===== Data for the task =====

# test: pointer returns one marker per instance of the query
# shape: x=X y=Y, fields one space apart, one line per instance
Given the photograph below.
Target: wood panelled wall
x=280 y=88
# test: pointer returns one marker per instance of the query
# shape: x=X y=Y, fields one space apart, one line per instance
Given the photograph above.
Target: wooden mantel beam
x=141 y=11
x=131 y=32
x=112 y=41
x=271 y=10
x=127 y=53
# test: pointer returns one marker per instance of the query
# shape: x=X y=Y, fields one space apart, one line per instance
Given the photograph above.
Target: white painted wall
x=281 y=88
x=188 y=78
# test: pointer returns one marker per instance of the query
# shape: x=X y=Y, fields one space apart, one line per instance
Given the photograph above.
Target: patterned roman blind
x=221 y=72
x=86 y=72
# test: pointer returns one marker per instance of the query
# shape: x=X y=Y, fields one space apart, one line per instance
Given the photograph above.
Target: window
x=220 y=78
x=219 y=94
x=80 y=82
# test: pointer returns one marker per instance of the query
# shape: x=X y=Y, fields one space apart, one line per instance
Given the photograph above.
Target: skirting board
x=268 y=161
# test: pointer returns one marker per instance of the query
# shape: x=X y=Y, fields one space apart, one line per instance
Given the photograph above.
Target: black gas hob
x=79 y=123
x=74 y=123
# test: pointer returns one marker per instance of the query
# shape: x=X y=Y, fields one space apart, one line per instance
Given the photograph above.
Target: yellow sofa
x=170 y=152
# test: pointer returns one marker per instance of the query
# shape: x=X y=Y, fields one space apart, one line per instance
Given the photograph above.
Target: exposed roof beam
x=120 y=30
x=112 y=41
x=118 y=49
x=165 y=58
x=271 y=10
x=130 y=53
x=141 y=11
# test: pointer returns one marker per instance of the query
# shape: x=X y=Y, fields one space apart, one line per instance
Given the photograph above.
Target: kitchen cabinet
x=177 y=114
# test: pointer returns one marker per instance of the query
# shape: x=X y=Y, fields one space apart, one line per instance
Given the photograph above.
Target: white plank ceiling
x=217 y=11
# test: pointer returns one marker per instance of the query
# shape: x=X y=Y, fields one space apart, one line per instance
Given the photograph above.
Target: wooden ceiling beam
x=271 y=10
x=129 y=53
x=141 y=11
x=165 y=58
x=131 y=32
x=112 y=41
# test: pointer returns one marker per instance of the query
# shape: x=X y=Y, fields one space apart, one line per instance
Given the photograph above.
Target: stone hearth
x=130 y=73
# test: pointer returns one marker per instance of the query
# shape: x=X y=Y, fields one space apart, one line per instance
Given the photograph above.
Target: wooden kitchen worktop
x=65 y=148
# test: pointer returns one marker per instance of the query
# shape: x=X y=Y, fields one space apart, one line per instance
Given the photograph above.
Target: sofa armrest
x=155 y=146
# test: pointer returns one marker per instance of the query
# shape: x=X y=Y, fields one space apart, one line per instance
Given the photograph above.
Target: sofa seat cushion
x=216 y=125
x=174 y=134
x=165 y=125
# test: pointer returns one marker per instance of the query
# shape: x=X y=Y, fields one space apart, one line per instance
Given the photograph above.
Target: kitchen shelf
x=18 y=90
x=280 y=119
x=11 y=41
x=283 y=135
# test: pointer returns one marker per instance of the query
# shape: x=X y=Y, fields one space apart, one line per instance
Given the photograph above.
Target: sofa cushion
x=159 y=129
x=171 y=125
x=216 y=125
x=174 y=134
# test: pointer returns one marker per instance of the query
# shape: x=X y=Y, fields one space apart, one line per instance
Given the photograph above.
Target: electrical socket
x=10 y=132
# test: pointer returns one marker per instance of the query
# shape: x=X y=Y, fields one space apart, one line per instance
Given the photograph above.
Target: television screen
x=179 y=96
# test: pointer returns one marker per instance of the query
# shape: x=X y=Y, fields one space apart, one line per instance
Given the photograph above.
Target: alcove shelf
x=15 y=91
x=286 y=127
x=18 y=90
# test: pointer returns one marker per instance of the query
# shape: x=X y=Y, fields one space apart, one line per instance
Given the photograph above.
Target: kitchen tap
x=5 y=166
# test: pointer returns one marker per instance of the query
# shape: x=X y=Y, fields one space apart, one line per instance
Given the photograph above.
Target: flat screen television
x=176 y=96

=====

Copy every line above word for word, with nothing changed.

# test: pointer returns one marker per instance of the query
# shape: x=X y=Y, fields one space apart, one line per instance
Given the photograph below.
Target: wood panelled wall
x=280 y=88
# test: pointer returns one marker per instance of the query
# shape: x=X y=Y, fields one space apart, one line per instance
Given the photograph above.
Target: wooden mantel beam
x=141 y=11
x=131 y=32
x=112 y=41
x=271 y=10
x=127 y=53
# test: pointer returns one marker per instance of the query
# shape: x=X y=Y, fields one space apart, one line per instance
Given the photograph above.
Target: white painted wall
x=281 y=88
x=188 y=78
# test: pointer returns one marker per instance of the query
# shape: x=X y=Y, fields one space apart, one line per instance
Given the photograph above.
Target: patterned roman blind
x=221 y=72
x=86 y=72
# test: pointer returns one marker per instance of the query
# shape: x=X y=Y, fields one space apart, one line per instance
Given the photograph above.
Target: window
x=220 y=78
x=219 y=94
x=80 y=82
# test: pointer returns one marker per instance of the query
# shape: x=X y=Y, fields one space apart, one line per instance
Given the photograph above.
Target: skirting board
x=268 y=161
# test: pointer returns one marker per instance of the query
# shape: x=X y=Y, fields one space apart, one line per instance
Given the photograph above.
Target: black gas hob
x=79 y=123
x=74 y=123
# test: pointer returns one marker per instance of the query
# shape: x=X y=Y, fields one space apart, one line per instance
Given the photograph above.
Target: yellow sofa
x=170 y=152
# test: pointer returns one marker per instance of the query
# shape: x=X y=Y, fields one space apart, one line per instance
Given the photograph above.
Target: exposed roof beam
x=120 y=30
x=112 y=41
x=118 y=49
x=165 y=58
x=271 y=10
x=130 y=53
x=141 y=11
# test: pointer returns one marker per instance of the query
# shape: x=X y=Y, fields one space apart, one line per instance
Given the photograph above.
Target: kitchen cabinet
x=177 y=114
# test: pointer returns one marker per instance of the query
# shape: x=X y=Y, fields one space apart, one line per instance
Given the photograph above.
Target: white plank ceiling
x=217 y=11
# test: pointer returns one marker per instance of the query
# shape: x=X y=Y, fields one space apart, one line per instance
Given the photograph above.
Target: wooden ceiling beam
x=271 y=10
x=129 y=53
x=141 y=11
x=165 y=58
x=131 y=32
x=112 y=41
# test: pointer returns one marker per instance of the query
# shape: x=X y=Y, fields one space apart, one line per instance
Given the photograph above.
Target: stone hearth
x=130 y=73
# test: pointer returns one marker per instance of the query
# shape: x=X y=Y, fields one space apart, one line per instance
Given the photograph above.
Target: wooden kitchen worktop
x=65 y=148
# test: pointer returns one marker per instance of the query
# shape: x=X y=Y, fields one space apart, one line per instance
Given the photograph above.
Target: sofa armrest
x=155 y=146
# test: pointer returns one marker per instance of the query
# shape: x=X y=Y, fields one space apart, one line per instance
Given the photograph above.
Target: sofa seat cushion
x=216 y=125
x=174 y=134
x=165 y=125
# test: pointer returns one marker per instance of the query
# shape: x=X y=Y, fields one space apart, one line per instance
Given the photograph above.
Target: kitchen shelf
x=18 y=90
x=280 y=119
x=11 y=41
x=283 y=135
# test: pointer returns one marker per instance of the query
# shape: x=X y=Y, fields one space apart, one line per instance
Given the photograph above.
Target: sofa cushion
x=159 y=129
x=171 y=125
x=216 y=125
x=174 y=134
# test: pointer returns one marker per instance of the query
# shape: x=X y=Y, fields one space apart, one line per instance
Given the photograph above.
Target: electrical socket
x=10 y=132
# test: pointer returns one marker per instance of the query
# shape: x=X y=Y, fields one space apart, one line per instance
Given the photograph above.
Target: television screen
x=179 y=96
# test: pointer returns one marker per instance of the query
# shape: x=X y=Y, fields one space apart, one line per instance
Given the photograph above.
Target: alcove shelf
x=15 y=91
x=286 y=127
x=18 y=90
# test: pointer returns one marker per instance of the query
# shape: x=X y=Y, fields one space apart, one line per instance
Given the photograph above.
Target: kitchen tap
x=5 y=166
# test: pointer returns one marker per instance of the query
# shape: x=X y=Y, fields one space apart, one line per instance
Given the photograph above.
Target: flat screen television
x=176 y=96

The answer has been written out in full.